Fujifilm XF 14mm F2.8 R review
Photographic Tests (continued)
Most wideangle primes exhibit some vignetting, and the XF14mm is no exception. If you shoot JPEG most of the time you probably won't notice, as the X system's built-in vignetting correction more-or-less eliminates any visible effect. However if you shoot RAW, then vignetting can become much more visible, depending on whether your preferred converter attempts to correct it or not. This is illustrated below, with an image shot at F2.8. We're comparing the out-of-camera JPEG with the corresponding RAW file processed using Capture One Pro 7.1.1, which doesn't apply vignetting correction by default.
|JPEG (vignetting corrected)||RAW + Capture One 7.1 (uncorrected)|
Aside from the obvious difference in colour rendition, the RAW conversion shows substantially more vignetting than the camera's JPEG output. A key point, however, is that the relatively gradual drop-off in illumination across the frame is far less objectionable than the sudden darkening at the corners seen from some other lenses. Of course vignetting is also trivial to correct in almost any modern raw converter.

-- -- --

EXERCISE TASK A:
Answer these from the lens review, one line each:
(i) At what aperture was the comparison image shot?
(ii) Which version of Capture One Pro was used to process the RAW file?
(iii) What kind of drop-off in illumination does it call far less objectionable than sudden darkening at the corners?
EXERCISE TASK B: Print the part of the lens review that opens with the words containing "Most wideangle primes" and closes with "correction by default.", word for word.
You won't need the listing after the lens review at all.

INFORMATION PROVIDED:
-- -- --

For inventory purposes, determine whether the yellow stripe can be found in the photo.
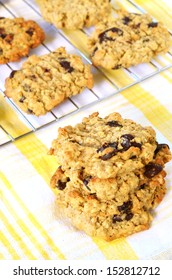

-- -- --

ANSWER A:
(i) F2.8
(ii) Capture One Pro 7.1.1
(iii) The relatively gradual drop-off in illumination across the frame

ANSWER B:
Most wideangle primes exhibit some vignetting, and the XF14mm is no exception. If you shoot JPEG most of the time you probably won't notice, as the X system's built-in vignetting correction more-or-less eliminates any visible effect. However if you shoot RAW, then vignetting can become much more visible, depending on whether your preferred converter attempts to correct it or not. This is illustrated below, with an image shot at F2.8. We're comparing the out-of-camera JPEG with the corresponding RAW file processed using Capture One Pro 7.1.1, which doesn't apply vignetting correction by default.